## SUPPLIED TEXT
┄┄┄┄┄┄

Forecasters like to make predictions well before the election. The predictions are adapted as new polls come out. However, an important question forecasters must ask is: how informative are polls taken several weeks before the election about the actual election? Here we study the variability of poll results across time.

To make sure the variability we observe is not due to pollster effects, let's study data from one pollster:

one_pollster <- polls_us_election_2016 %>% 
  filter(pollster == "Ipsos" & state == "U.S.") %>% 
  mutate(spread = rawpoll_clinton/100 - rawpoll_trump/100)

Since there is no pollster effect, then perhaps the theoretical standard error matches the data-derived standard deviation. We compute both here:

se <- one_pollster %>% 
  summarize(empirical = sd(spread), 
            theoretical = 2 * sqrt(mean(spread) * (1 - mean(spread)) /
                                     min(samplesize)))
se

But the empirical standard deviation is higher than the highest possible theoretical estimate. Furthermore, the spread data does not look normal as the theory would predict:

qplot(spread, geom = "histogram", binwidth = 0.01, data = one_pollster, color = I("black"))

The models we have described include pollster-to-pollster variability and sampling error. But this plot is for one pollster and the variability we see is certainly not explained by sampling error. Where is the extra variability coming from? The following plots make a strong case that it comes from time fluctuations not accounted for by the theory that assumes $p$ is fixed:

one_pollster %>% ggplot(aes(enddate, spread)) + 
  geom_point() + 
  geom_smooth(method = "loess", span = 0.1)

Some of the peaks and valleys we see coincide with events such as the party conventions, which tend to give the candidate a boost. We can see the peaks and valleys are consistent across several pollsters:

polls_us_election_2016 %>%
  filter(state == "U.S.") %>%
  group_by(pollster) %>%
  filter(n()>=10) %>%
  ungroup() %>%
  mutate(spread = rawpoll_clinton/100 - rawpoll_trump/100) %>%
  ggplot(aes(enddate, spread)) + 
  geom_smooth(method = "loess", span = 0.1) + 
  geom_point(aes(color=pollster), show.legend = FALSE, alpha=0.6)

┄┄┄┄┄┄

## INFORMATION GIVEN
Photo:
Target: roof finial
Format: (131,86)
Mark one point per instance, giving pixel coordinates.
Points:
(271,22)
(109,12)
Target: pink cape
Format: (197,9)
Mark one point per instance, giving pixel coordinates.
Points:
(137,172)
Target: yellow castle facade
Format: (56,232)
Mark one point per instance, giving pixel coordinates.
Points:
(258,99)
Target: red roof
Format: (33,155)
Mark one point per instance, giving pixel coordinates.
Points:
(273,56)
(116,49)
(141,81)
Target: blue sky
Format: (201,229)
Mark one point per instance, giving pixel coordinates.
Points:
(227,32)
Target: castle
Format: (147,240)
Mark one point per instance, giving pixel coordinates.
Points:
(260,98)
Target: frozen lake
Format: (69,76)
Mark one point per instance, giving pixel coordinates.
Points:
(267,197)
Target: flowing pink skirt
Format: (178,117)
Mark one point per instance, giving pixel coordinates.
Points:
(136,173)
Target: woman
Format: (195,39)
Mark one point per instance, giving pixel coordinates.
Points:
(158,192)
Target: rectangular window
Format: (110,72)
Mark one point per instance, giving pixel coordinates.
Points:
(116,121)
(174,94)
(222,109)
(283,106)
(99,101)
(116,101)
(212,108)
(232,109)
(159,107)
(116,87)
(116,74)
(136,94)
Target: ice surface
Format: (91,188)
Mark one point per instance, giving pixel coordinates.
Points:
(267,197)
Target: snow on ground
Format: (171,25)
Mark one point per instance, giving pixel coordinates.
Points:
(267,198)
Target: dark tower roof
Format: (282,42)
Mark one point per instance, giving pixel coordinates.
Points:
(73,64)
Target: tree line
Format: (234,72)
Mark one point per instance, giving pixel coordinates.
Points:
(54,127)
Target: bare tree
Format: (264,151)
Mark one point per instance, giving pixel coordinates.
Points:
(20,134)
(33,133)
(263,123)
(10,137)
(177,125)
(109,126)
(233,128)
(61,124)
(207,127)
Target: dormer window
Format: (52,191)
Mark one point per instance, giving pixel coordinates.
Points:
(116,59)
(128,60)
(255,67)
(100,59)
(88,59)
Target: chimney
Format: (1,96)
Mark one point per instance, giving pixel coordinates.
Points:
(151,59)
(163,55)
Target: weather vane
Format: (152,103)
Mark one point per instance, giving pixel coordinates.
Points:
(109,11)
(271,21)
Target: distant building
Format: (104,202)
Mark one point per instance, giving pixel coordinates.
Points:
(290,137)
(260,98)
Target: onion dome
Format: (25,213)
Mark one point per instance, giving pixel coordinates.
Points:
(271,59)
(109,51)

┄┄┄┄┄┄

## WRITTEN TASKS
[1] In the passage on poll variability, rewrite the stretch from "Forecasters like to" through "results across time.", replacing "predictions" with "forecasts".
[2] According to the passage on poll variability, what events do some of the peaks and valleys in the spread coincide with?

## ANSWERS FOR THE EXERCISE
[1]
Forecasters like to make forecasts well before the election. The forecasts are adapted as new polls come out. However, an important question forecasters must ask is: how informative are polls taken several weeks before the election about the actual election? Here we study the variability of poll results across time.

[2] Events such as the party conventions, which tend to give the candidate a boost.